Transcribe the material in full, exactly as written.

◆ **Input data**:
+++++
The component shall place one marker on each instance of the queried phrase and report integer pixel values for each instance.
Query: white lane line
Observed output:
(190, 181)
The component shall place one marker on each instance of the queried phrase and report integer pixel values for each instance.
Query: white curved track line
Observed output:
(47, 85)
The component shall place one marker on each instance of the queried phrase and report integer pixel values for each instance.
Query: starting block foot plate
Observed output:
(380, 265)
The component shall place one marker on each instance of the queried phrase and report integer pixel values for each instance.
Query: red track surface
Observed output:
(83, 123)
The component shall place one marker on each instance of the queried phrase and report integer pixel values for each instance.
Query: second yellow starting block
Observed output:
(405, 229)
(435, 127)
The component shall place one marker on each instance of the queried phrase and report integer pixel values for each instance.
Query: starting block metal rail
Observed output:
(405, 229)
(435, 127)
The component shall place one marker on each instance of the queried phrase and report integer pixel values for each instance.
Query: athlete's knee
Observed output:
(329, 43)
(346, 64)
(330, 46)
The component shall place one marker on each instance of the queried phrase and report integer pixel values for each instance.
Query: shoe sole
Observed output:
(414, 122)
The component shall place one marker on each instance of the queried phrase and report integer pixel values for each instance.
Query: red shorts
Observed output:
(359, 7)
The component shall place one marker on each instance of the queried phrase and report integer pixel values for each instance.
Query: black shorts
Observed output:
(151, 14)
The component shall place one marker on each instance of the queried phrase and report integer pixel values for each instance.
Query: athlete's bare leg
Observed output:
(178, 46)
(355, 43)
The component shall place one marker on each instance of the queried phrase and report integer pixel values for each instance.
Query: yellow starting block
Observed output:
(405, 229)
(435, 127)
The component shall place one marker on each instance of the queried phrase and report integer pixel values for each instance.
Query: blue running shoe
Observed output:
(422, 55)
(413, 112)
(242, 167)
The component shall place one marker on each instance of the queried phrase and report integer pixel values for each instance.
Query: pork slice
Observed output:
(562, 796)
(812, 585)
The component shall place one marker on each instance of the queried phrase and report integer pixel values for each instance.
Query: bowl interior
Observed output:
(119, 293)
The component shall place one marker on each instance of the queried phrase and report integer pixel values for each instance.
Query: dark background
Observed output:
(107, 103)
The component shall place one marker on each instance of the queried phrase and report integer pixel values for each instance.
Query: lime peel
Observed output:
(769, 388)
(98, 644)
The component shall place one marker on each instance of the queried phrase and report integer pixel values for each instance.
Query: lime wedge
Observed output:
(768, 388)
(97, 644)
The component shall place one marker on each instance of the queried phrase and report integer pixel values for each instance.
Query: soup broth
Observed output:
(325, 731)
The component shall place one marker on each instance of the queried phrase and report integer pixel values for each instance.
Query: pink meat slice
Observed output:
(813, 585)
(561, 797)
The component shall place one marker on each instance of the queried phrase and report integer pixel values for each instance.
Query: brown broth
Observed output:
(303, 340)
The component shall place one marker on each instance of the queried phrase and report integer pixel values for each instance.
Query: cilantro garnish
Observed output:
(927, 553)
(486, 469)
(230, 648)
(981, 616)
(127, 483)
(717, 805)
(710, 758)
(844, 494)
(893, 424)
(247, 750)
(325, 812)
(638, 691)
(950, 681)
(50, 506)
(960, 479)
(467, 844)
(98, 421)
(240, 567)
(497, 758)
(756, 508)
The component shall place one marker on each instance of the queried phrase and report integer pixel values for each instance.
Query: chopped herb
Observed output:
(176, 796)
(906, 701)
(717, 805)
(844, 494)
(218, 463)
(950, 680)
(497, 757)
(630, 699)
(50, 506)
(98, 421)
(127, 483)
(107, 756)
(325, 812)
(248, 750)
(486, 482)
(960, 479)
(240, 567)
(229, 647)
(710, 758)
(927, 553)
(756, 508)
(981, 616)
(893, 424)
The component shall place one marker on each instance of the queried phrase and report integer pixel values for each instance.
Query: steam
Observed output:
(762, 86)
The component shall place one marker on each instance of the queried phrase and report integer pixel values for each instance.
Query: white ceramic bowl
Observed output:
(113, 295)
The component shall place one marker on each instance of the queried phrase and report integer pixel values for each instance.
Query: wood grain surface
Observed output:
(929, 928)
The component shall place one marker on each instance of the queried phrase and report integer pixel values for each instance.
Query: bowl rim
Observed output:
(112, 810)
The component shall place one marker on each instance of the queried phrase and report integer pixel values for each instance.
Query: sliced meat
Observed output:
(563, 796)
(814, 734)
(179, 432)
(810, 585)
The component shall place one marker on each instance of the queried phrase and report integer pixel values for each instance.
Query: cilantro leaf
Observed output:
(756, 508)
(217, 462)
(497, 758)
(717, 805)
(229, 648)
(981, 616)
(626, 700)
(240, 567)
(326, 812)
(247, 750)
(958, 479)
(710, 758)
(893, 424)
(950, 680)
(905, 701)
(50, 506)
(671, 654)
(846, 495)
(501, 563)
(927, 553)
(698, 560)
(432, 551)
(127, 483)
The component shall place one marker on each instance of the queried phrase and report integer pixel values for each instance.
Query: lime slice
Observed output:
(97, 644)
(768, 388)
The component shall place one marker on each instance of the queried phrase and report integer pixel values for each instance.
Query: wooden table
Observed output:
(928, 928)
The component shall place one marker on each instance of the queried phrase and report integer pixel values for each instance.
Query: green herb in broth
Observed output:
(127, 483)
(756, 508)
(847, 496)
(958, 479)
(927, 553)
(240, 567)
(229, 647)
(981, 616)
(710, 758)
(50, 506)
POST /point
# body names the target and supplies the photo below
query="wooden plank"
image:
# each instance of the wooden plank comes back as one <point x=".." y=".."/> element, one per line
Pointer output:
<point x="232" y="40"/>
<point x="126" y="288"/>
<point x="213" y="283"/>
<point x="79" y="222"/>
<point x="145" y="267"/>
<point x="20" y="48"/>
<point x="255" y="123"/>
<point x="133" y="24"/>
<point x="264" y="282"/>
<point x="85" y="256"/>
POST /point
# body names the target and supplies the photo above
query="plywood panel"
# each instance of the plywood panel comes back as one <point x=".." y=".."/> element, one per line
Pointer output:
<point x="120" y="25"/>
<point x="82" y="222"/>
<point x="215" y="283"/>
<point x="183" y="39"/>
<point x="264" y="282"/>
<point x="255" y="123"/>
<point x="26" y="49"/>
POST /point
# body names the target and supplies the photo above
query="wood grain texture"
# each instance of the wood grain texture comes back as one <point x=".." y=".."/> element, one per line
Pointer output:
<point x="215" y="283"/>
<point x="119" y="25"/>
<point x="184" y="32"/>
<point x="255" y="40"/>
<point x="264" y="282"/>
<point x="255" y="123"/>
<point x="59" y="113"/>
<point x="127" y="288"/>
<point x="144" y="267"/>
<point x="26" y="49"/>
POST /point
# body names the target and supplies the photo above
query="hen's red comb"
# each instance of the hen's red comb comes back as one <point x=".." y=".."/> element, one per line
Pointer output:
+++++
◆ **Task solution**:
The component shall place one marker on each instance of the queried phrase and report integer pixel values for each instance.
Query: white lane line
Observed output:
(190, 181)
The component shall place one marker on each instance of the queried phrase and report integer pixel values for each instance.
Query: white curved track line
Observed output:
(47, 85)
The component shall place one marker on each instance of the queried phrase and report integer pixel values for each instance.
Query: starting block foot plate
Observed output:
(380, 265)
The component shall place one marker on each instance of the queried phrase and report integer pixel values for each instance.
Query: red track surface
Observed output:
(83, 123)
The component shall place one marker on each instance of the queried phrase and report integer pixel values for each instance.
Query: second yellow starting block
Observed output:
(405, 229)
(435, 127)
The component shall place one marker on each instance of the queried phrase and report integer pixel values for each instance.
Query: starting block metal rail
Observed output:
(405, 229)
(435, 127)
The component shall place one marker on each instance of the queried phrase and report integer pixel values for each instance.
Query: athlete's knee
Observed output:
(329, 43)
(346, 64)
(330, 46)
The component shall place one marker on each instance of the queried phrase and report integer pixel values for each instance.
Query: shoe sole
Observed output:
(414, 122)
The component shall place one marker on each instance of the queried phrase and report integer pixel values for each instance.
Query: red shorts
Observed output:
(359, 7)
The component shall place one marker on each instance of the queried phrase and report integer pixel values for each instance.
Query: black shorts
Observed output:
(151, 14)
The component shall place one marker on each instance of the queried phrase and report integer pixel values for each instance.
Query: athlete's bare leg
Observed output:
(178, 46)
(355, 43)
The component shall place one marker on each instance of the queried phrase and report integer pixel values for each instance.
Query: yellow starting block
Observed output:
(405, 229)
(435, 127)
The component shall place one marker on each instance of the queried phrase and report integer pixel values for each instance.
Query: blue running shoe
Observed output:
(422, 55)
(413, 112)
(242, 167)
The component shall place one marker on each instance of the queried phrase and report integer pixel values for each instance.
Query: pork slice
Observed output:
(562, 796)
(812, 585)
The component shall place one marker on each instance of the queried phrase and report integer pixel values for each instance.
Query: bowl interior
Observed output:
(119, 293)
The component shall place one marker on each instance of the queried phrase and report integer pixel values for each instance.
Query: dark background
Observed output:
(107, 103)
The component shall place one marker on each instance of the queried phrase and report integer pixel values for each instance.
Query: lime peel
Observed output:
(769, 388)
(98, 644)
The component shall place one marker on each instance of the queried phrase and report integer pixel values for each instance.
Query: lime wedge
Observed output:
(768, 388)
(97, 644)
The component shall place one marker on each instance of the queried phrase and report integer pixel values for each instance.
Query: soup broth
Observed output:
(325, 731)
The component shall place one marker on each instance of the queried phrase and report integer pixel values for each instance.
Query: pink meat slice
Observed output:
(813, 585)
(561, 797)
The component shall place one marker on each instance of the queried phrase and report integer pixel values for each instance.
Query: brown broth
Observed output:
(303, 340)
The component shall place one marker on each instance of the queried phrase and report integer pixel values for each instance.
Query: cilantro garnish
Observed output:
(927, 553)
(486, 469)
(230, 648)
(981, 616)
(127, 483)
(717, 805)
(710, 758)
(844, 494)
(893, 424)
(247, 750)
(325, 812)
(638, 691)
(950, 681)
(50, 506)
(960, 479)
(467, 844)
(98, 421)
(240, 567)
(497, 758)
(756, 508)
The component shall place one marker on each instance of the queried phrase and report integer pixel values for each instance.
Query: chopped herb
Observed output:
(176, 796)
(906, 701)
(717, 805)
(844, 494)
(218, 463)
(950, 680)
(497, 757)
(630, 699)
(50, 506)
(98, 421)
(127, 483)
(107, 756)
(325, 812)
(248, 750)
(486, 482)
(960, 479)
(240, 567)
(229, 647)
(710, 758)
(927, 553)
(756, 508)
(981, 616)
(893, 424)
The component shall place one marker on each instance of the queried phrase and report integer pixel values for each instance.
Query: steam
Observed output:
(762, 86)
The component shall place one marker on each instance of the queried phrase and report integer pixel values for each instance.
Query: white ceramic bowl
Observed output:
(113, 295)
The component shall place one marker on each instance of the queried phrase and report integer pixel values for each instance.
Query: wood grain surface
Observed output:
(929, 928)
The component shall place one marker on each instance of the queried phrase and report integer pixel values for each instance.
Query: bowl rim
Observed output:
(112, 810)
The component shall place one marker on each instance of the queried phrase and report integer pixel values for each instance.
Query: sliced meat
Observed output:
(563, 796)
(814, 734)
(179, 432)
(810, 585)
The component shall place one marker on each instance of the queried phrase and report integer pixel values for each instance.
Query: cilantro leaf
Observed output:
(756, 508)
(217, 462)
(497, 758)
(717, 805)
(229, 648)
(981, 616)
(626, 700)
(240, 567)
(326, 812)
(247, 750)
(958, 479)
(710, 758)
(893, 424)
(950, 680)
(905, 701)
(50, 506)
(671, 654)
(846, 495)
(501, 563)
(927, 553)
(698, 560)
(432, 551)
(127, 483)
The component shall place one marker on each instance of the queried phrase and report integer pixel values for each instance.
Query: lime slice
Observed output:
(97, 644)
(768, 388)
The component shall place one marker on each instance of the queried phrase and report integer pixel values for each instance.
Query: wooden table
Observed output:
(928, 928)
The component shall place one marker on each instance of the queried phrase and report integer pixel values for each instance.
Query: green herb in broth
Observed output:
(127, 483)
(756, 508)
(847, 496)
(958, 479)
(927, 553)
(240, 567)
(229, 647)
(981, 616)
(710, 758)
(50, 506)
POST /point
# body names the target and supplies the photo below
query="wooden plank"
image:
# each instance of the wooden plank comes back as one <point x=".." y=".."/> element, one per line
Pointer output:
<point x="232" y="40"/>
<point x="126" y="288"/>
<point x="213" y="283"/>
<point x="79" y="222"/>
<point x="145" y="267"/>
<point x="20" y="48"/>
<point x="255" y="123"/>
<point x="133" y="24"/>
<point x="264" y="282"/>
<point x="85" y="256"/>
POST /point
# body names the target and supplies the photo above
query="plywood panel"
# each instance of the plywood panel comes back as one <point x=".." y=".."/> element, one per line
Pointer output:
<point x="120" y="25"/>
<point x="82" y="222"/>
<point x="215" y="283"/>
<point x="183" y="39"/>
<point x="264" y="282"/>
<point x="255" y="123"/>
<point x="26" y="49"/>
POST /point
# body names the target and supplies the photo above
query="wood grain texture"
# each instance of the wood grain texture comes back as one <point x=".." y=".."/> element, one per line
Pointer output:
<point x="215" y="283"/>
<point x="119" y="25"/>
<point x="184" y="32"/>
<point x="255" y="40"/>
<point x="264" y="282"/>
<point x="255" y="123"/>
<point x="59" y="113"/>
<point x="127" y="288"/>
<point x="144" y="267"/>
<point x="26" y="49"/>
POST /point
# body names the target and supplies the photo above
query="hen's red comb"
# each instance of the hen's red comb comes back as one <point x=".." y=".."/> element, one per line
Pointer output:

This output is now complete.